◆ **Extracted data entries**

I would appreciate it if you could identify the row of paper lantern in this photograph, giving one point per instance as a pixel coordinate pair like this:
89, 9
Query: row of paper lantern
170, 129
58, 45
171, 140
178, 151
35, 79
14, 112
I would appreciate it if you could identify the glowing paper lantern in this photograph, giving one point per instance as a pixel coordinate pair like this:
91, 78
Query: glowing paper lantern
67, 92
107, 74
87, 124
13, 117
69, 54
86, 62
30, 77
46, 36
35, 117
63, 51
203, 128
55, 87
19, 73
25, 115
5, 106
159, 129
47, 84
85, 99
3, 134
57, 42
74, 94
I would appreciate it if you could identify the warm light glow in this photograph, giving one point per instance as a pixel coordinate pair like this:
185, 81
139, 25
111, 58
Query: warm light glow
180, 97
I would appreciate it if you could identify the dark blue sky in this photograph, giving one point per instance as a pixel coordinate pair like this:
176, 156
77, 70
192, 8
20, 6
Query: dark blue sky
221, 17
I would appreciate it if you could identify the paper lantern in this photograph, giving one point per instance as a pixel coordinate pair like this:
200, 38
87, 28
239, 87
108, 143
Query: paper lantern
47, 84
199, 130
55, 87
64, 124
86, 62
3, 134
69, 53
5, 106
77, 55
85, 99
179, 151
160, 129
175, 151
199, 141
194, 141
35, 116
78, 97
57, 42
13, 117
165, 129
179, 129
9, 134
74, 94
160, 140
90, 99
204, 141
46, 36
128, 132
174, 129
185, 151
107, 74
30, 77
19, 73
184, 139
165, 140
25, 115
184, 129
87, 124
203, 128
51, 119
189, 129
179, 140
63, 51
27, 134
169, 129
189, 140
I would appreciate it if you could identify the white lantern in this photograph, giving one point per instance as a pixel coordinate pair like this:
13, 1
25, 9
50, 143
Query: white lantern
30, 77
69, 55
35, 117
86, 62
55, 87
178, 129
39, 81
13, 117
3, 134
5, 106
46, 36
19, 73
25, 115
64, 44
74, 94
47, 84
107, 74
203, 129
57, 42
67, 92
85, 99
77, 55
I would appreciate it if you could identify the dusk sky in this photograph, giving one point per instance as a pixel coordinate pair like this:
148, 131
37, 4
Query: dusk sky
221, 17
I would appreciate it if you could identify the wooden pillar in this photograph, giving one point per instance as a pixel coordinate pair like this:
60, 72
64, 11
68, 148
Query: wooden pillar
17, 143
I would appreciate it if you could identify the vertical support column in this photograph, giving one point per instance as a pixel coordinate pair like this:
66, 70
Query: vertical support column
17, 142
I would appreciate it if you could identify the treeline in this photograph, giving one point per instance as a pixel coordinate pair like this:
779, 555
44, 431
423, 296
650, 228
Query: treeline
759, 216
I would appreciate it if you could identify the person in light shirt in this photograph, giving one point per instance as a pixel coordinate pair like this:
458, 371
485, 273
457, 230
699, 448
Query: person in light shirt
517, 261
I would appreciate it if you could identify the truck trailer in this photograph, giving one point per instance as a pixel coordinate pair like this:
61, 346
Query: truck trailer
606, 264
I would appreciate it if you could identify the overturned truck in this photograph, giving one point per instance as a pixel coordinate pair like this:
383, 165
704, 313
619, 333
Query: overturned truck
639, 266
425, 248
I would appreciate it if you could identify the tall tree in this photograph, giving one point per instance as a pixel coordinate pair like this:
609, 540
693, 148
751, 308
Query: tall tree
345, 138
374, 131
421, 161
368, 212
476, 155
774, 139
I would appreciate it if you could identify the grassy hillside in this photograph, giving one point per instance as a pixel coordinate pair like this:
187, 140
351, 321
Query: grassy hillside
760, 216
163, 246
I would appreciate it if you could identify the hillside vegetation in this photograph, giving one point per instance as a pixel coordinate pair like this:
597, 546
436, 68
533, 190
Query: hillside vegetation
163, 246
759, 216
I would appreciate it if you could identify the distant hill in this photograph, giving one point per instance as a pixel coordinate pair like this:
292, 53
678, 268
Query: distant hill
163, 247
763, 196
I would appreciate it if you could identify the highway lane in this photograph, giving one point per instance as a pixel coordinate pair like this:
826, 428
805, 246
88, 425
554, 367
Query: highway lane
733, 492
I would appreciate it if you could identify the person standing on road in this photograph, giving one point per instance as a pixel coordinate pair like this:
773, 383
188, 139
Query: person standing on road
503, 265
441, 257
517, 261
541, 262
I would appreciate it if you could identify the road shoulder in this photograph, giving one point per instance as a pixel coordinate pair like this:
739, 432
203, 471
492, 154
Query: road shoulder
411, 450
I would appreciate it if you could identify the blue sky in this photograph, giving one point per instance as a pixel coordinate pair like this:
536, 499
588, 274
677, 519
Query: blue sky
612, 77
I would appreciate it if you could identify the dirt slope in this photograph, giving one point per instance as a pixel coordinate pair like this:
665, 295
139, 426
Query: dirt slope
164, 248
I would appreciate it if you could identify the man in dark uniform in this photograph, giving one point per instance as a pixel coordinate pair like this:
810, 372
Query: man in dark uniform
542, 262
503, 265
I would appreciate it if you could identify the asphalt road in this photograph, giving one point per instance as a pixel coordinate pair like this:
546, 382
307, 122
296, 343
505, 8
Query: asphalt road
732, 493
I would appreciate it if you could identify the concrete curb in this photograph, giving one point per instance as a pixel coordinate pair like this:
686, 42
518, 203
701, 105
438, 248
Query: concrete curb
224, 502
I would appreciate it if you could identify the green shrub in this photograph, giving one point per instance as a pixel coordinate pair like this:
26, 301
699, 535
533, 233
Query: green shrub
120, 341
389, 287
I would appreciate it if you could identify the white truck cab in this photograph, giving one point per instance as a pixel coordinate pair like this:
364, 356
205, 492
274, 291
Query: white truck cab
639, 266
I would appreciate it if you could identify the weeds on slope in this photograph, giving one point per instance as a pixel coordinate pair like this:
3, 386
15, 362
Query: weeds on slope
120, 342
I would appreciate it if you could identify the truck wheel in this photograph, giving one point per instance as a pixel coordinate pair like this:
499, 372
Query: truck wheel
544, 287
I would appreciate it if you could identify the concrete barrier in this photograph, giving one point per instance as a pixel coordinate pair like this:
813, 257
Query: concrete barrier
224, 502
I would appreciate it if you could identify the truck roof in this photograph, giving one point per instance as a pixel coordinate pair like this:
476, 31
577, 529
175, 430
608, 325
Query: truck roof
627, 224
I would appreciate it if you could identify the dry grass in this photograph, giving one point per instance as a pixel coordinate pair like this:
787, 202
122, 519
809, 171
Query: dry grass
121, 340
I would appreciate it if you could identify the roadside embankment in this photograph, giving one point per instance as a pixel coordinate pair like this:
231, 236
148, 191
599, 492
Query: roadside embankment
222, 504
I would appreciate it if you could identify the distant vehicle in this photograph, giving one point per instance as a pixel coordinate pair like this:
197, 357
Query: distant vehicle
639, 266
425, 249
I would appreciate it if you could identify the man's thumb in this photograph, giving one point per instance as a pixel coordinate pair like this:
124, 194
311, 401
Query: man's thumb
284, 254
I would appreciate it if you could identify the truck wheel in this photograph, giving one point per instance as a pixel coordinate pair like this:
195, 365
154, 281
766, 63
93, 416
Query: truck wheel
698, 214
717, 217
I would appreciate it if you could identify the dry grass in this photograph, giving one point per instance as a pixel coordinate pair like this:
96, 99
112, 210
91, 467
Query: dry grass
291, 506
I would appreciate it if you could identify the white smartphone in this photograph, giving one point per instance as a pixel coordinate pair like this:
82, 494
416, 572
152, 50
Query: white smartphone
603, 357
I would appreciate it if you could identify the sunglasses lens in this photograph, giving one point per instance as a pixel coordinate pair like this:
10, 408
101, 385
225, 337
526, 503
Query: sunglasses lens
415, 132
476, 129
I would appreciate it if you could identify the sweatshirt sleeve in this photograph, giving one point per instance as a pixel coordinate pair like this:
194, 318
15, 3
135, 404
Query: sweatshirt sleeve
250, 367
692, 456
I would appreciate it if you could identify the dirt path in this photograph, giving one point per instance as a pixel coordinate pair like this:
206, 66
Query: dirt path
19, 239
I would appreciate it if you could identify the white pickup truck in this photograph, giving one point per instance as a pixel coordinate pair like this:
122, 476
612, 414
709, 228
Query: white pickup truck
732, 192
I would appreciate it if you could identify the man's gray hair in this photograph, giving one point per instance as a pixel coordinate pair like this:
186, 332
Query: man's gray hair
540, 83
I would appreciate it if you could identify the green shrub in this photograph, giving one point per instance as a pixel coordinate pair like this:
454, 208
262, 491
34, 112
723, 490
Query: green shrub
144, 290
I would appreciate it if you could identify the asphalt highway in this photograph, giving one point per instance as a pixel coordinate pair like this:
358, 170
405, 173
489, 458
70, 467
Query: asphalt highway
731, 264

◆ **Exercise goal**
Print each line, starting with the one that contains "I would appreciate it if you could identify the asphalt highway" and ending with the last line of the data, exactly as it stands and with no other lines.

◆ **Solution**
I would appreciate it if you could identify the asphalt highway in this photograph, giving one point per instance as a pixel coordinate pair like this:
358, 170
405, 173
489, 458
70, 467
Query: asphalt highway
731, 264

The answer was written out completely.